== EXTRAIT DU TEXTE

La planche savonneuse de Charest-le-vert

charestécrit1Le positionnement de Jean-Charest-le-vert, lors de son discours écolo d’hier au CORIM, semble sans risque. Semble, on va voir pourquoi.

Côté droite, que peuvent dire ou faire les entreprises qui l’ont conjuré, depuis des mois, de ne pas fixer pour le Québec un objectif de réduction de 20% des gaz à effet de serre d’ici 2020? Ils craignent que leurs voisins américains et canadiens, non soumis à de telles contraintes, viennent leur voler des clients. Que peuvent faire ces patrons ? Aller au PQ ? Il est encore plus vert et voulait 25% de réduction. L’ADQ ? Ne les faites pas rire ils ont les lèvres gercées. Les patrons sont coincés. Côté vert, les écolos modérés ont applaudi à un discours qui reprenait 75% de leurs thèmes et 90% de leurs arguments. Charest a même laissé la porte ouverte à une remontée de la cible à 25%. Il leur était difficile d’avoir l’air fâchés.

Les rapports de Jean Charest avec les fédéraux sont-ils à risque ? Il ira les contredire quotidiennement à Copenhague, cela fera mauvais effet à Ottawa. Le ministre fédéral Prentice propose une réduction ridicule de 3%. Charest sera Monsieur 7 fois plus. Mais ses rapports avec les réformistes qui dirigent le parti conservateur sont déjà au gel fixe. Cela ne peut vraiment aller plus mal. Il n’a rien à perdre de ce côté.

Il y a toujours le problème de ne pas pouvoir livrer la marchandise promise. Une réduction de 20%, c’est énorme… Allo ? C’est pour 2020 ! Dans 11 ans. Pour payer le prix politique d’une promesse brisée, il faudrait que Jean Charest reste encore deux mandats. Croyez-moi, il sera ailleurs.

Non, le risque politique inscrit dans le positionnement écologique du premier ministre est plus fondamental encore. Écoutez bien ce qu’il a dit hier:

Il est dans l’intérêt du Canada, dont la prospérité repose en très grande partie sur l’exportation, de fournir dans ce combat mondial un effort comparable à celui de ses partenaires. Ainsi, des pays du monde envisagent déjà d’imposer des ajustements tarifaires à leur frontière sur les produits en provenance de pays qui ne combattent pas énergiquement les GES.

L’Organisation mondiale du Commerce et le Programme des Nations Unies pour l’Environnement ont même déjà reconnu que de telles pénalités seraient légitimes et légales.

====

-- CONSIGNE DONNÉE --
Dans le texte sur le discours écologique de Jean Charest, quelle réduction le ministre fédéral Prentice propose-t-il ?

== MATÉRIEL

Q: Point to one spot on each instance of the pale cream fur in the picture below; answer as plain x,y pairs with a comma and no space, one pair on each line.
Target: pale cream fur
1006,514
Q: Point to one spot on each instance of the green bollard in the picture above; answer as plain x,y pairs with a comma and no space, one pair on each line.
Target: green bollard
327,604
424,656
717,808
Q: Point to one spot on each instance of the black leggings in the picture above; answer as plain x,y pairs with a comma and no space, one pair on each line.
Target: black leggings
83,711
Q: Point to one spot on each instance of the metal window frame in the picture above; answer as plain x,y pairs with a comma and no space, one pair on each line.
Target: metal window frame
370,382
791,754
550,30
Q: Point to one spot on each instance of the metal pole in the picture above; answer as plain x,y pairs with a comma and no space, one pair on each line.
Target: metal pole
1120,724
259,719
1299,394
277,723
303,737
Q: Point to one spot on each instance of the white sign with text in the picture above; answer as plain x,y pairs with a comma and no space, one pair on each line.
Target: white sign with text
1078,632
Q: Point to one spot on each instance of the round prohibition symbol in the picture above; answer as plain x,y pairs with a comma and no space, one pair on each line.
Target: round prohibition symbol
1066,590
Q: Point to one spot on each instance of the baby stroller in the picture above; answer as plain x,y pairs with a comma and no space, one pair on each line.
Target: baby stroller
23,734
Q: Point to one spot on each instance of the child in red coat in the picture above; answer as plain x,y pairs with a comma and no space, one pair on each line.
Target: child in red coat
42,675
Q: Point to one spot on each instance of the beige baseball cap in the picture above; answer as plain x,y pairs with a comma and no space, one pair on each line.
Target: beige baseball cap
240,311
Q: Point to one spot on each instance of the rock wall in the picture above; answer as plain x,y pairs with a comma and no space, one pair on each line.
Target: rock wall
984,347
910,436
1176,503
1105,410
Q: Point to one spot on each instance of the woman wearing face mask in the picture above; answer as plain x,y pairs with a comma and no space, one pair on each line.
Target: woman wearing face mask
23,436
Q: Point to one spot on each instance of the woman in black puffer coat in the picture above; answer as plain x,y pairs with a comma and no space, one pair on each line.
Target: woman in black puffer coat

====

-- RÉPONSE CI-DESSOUS --
Une réduction de 3 %.